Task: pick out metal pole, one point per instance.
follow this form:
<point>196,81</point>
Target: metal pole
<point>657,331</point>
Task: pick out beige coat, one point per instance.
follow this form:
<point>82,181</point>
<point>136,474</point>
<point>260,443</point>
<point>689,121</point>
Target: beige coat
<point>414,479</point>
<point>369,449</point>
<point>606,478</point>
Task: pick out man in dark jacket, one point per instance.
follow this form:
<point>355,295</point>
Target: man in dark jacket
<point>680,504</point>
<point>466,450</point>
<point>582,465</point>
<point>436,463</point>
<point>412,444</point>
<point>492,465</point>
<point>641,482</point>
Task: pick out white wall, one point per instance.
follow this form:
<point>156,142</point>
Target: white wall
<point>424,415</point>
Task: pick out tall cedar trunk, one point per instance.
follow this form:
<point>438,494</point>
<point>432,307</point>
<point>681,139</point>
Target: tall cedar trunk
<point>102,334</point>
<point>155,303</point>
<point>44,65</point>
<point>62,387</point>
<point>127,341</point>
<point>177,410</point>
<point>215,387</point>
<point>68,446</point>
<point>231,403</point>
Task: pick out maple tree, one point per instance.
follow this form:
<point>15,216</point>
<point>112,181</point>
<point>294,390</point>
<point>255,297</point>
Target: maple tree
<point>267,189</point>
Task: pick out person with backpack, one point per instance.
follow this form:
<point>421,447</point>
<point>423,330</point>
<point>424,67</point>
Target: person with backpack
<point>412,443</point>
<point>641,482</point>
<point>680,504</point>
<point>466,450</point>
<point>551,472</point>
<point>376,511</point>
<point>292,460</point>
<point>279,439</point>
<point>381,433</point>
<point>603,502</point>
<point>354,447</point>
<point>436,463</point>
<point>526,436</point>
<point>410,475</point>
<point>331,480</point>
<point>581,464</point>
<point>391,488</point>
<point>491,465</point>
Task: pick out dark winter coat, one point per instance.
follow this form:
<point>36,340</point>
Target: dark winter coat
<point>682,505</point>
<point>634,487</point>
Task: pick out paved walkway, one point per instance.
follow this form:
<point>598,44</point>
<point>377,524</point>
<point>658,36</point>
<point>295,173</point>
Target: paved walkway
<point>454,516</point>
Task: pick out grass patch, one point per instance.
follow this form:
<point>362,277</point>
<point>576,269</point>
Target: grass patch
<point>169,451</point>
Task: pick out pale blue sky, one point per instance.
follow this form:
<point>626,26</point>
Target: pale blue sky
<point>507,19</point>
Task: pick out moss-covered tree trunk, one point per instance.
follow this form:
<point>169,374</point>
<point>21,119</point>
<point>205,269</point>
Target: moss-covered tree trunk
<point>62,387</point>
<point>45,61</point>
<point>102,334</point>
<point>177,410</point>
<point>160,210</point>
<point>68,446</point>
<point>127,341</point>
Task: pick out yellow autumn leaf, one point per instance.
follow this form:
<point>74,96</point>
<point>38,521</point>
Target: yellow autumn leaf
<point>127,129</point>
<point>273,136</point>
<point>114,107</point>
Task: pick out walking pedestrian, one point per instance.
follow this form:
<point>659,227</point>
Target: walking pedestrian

__________

### DIRECTION
Rewrite every line of the records above as a numbered list, leaving out any blank lines.

### THE RESPONSE
1. Task: pick out metal pole, one point per instance.
2. follow this form:
3. <point>196,81</point>
4. Target: metal pole
5. <point>657,331</point>
6. Task: pick out beige coat, one point per instance.
7. follow this form:
8. <point>82,181</point>
9. <point>136,474</point>
10. <point>260,443</point>
11. <point>689,121</point>
12. Target: beige coat
13. <point>414,479</point>
14. <point>369,449</point>
15. <point>606,478</point>
16. Task: pick out man in dark jacket, one point per instance.
17. follow this form:
18. <point>355,295</point>
19. Target: man in dark jacket
20. <point>680,504</point>
21. <point>466,450</point>
22. <point>582,465</point>
23. <point>436,463</point>
24. <point>412,444</point>
25. <point>492,465</point>
26. <point>641,482</point>
27. Task: pick out white wall, one point per instance.
28. follow this form:
29. <point>156,142</point>
30. Target: white wall
31. <point>424,415</point>
32. Task: pick out tall cedar trunk, one point per instance.
33. follow this form:
34. <point>438,494</point>
35. <point>432,307</point>
36. <point>681,139</point>
37. Target: tall cedar trunk
38. <point>102,334</point>
39. <point>155,303</point>
40. <point>44,65</point>
41. <point>62,387</point>
42. <point>127,341</point>
43. <point>177,410</point>
44. <point>215,387</point>
45. <point>68,446</point>
46. <point>231,403</point>
47. Task: pick out maple tree, one point per instance.
48. follow this form:
49. <point>15,216</point>
50. <point>112,181</point>
51. <point>294,390</point>
52. <point>255,297</point>
53. Target: maple tree
54. <point>267,189</point>
55. Task: pick out person with backpack, one point per instance.
56. follow this form:
57. <point>421,447</point>
58. <point>423,330</point>
59. <point>424,67</point>
60. Target: person with backpack
61. <point>412,443</point>
62. <point>641,482</point>
63. <point>680,504</point>
64. <point>466,450</point>
65. <point>551,472</point>
66. <point>376,511</point>
67. <point>292,460</point>
68. <point>279,439</point>
69. <point>381,433</point>
70. <point>603,502</point>
71. <point>354,447</point>
72. <point>436,463</point>
73. <point>526,436</point>
74. <point>410,475</point>
75. <point>331,480</point>
76. <point>581,464</point>
77. <point>391,488</point>
78. <point>491,465</point>
79. Task: pick out dark winter coat, one point per instance.
80. follow this form:
81. <point>36,340</point>
82. Target: dark winter coat
83. <point>682,505</point>
84. <point>634,487</point>
85. Task: pick out paved walkway, one point per instance.
86. follow this form:
87. <point>598,44</point>
88. <point>377,524</point>
89. <point>658,36</point>
90. <point>295,173</point>
91. Target: paved walkway
92. <point>454,516</point>
93. Task: pick out grass patch, one point per instance.
94. follow this form:
95. <point>362,277</point>
96. <point>576,269</point>
97. Target: grass patch
98. <point>169,451</point>
99. Task: pick out pale blue sky, one point per instance.
100. follow this form:
101. <point>626,26</point>
102. Target: pale blue sky
103. <point>507,19</point>
104. Task: pick out moss-covered tree trunk, one point per instance.
105. follow this form:
106. <point>169,374</point>
107. <point>21,119</point>
108. <point>205,269</point>
109. Target: moss-covered tree trunk
110. <point>62,387</point>
111. <point>45,61</point>
112. <point>102,334</point>
113. <point>177,410</point>
114. <point>160,210</point>
115. <point>68,446</point>
116. <point>127,341</point>
117. Task: pick out yellow autumn leaf, one point per instance.
118. follow this form:
119. <point>74,96</point>
120. <point>38,521</point>
121. Target: yellow autumn leaf
122. <point>127,129</point>
123. <point>273,136</point>
124. <point>114,107</point>
125. Task: pick out walking pedestrian, one point per instance.
126. follow this form:
127. <point>659,227</point>
128. Target: walking pedestrian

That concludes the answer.